▶ Task prompt:
Revise the listing below by replacing every occurrence of "forest floor" with "woodland ground" and leaving all other text unchanged. Omit the pictures from your answer.

▶ Recorded information:
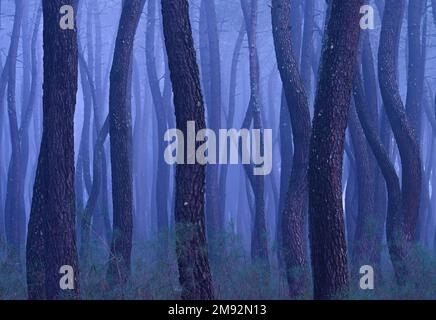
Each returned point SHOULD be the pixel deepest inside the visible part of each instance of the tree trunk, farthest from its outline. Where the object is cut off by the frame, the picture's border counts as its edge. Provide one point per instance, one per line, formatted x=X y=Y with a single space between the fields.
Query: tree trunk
x=120 y=142
x=294 y=209
x=51 y=241
x=191 y=247
x=259 y=243
x=14 y=206
x=327 y=231
x=404 y=133
x=163 y=170
x=214 y=210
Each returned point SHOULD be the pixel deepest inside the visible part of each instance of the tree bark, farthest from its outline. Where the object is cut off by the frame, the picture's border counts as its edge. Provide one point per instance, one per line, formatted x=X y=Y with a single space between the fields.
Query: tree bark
x=294 y=209
x=326 y=223
x=120 y=142
x=51 y=241
x=191 y=247
x=163 y=170
x=404 y=133
x=14 y=205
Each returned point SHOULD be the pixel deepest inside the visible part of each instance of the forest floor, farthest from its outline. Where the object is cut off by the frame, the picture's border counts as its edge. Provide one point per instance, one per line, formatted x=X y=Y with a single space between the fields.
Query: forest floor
x=234 y=278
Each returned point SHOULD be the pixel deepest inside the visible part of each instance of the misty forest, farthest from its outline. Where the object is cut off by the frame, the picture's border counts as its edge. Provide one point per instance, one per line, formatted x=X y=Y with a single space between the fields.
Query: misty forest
x=328 y=191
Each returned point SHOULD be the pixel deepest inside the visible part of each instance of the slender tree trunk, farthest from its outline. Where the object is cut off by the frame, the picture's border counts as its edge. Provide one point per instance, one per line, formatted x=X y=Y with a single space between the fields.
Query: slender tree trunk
x=259 y=243
x=327 y=231
x=191 y=247
x=163 y=170
x=394 y=220
x=214 y=209
x=404 y=133
x=306 y=55
x=14 y=191
x=231 y=109
x=51 y=241
x=120 y=142
x=286 y=143
x=294 y=208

▶ Written solution:
Each returned point SHOULD be the pixel deepest inside the visible part of each instance of the tree trunk, farthest from its outline. Where the object is cut off by the frame, the picture's border counts as its edge. Provide one point per instance, one per line, formatted x=X y=Y with a single space between the fields.
Query: tree trunk
x=120 y=142
x=294 y=209
x=51 y=241
x=191 y=247
x=259 y=243
x=14 y=206
x=327 y=231
x=404 y=133
x=163 y=170
x=214 y=210
Each returned point SHOULD be the pixel deepest inside the visible part of each instance of the tree bark, farthest from its outline. Where the object is cut off by the frame, the picture's border counts as its edge. Provide one point per instance, one per line, formatted x=X y=Y with a single space between the fields.
Query: tree bark
x=294 y=209
x=326 y=223
x=120 y=142
x=51 y=241
x=191 y=247
x=163 y=170
x=404 y=133
x=14 y=205
Each returned point SHOULD be the pixel deepest inside the visible part of each instance of the woodland ground, farthest from its outline. Where the object is cut off by the frame, the picture's border counts as its edge. Provide one point per instance, one per line, formatted x=X y=Y with a single space between the fields.
Query: woodland ground
x=234 y=278
Each returned point SHOULD be the pixel deepest inside the visible part of each instance of the misty forest, farthest from its outline. Where the object is cut off by the frame, the picture's border counts as its edge. Provide one point per instance, one per line, formatted x=X y=Y with a single space between the fields.
Query: misty forest
x=328 y=191
Each returned point SHOULD be the pixel deepest inside the visible part of each instance of the slender tree trunk, farthest from its outline. Where the object is cut off by the frame, the picture's border counts as its edge. Provide one point per instance, one per line, formatted x=X y=Y with a single space between the fields.
Query: slender tree trunk
x=259 y=243
x=327 y=231
x=191 y=247
x=163 y=170
x=394 y=220
x=214 y=209
x=404 y=133
x=306 y=55
x=14 y=191
x=231 y=109
x=51 y=241
x=120 y=142
x=286 y=143
x=294 y=208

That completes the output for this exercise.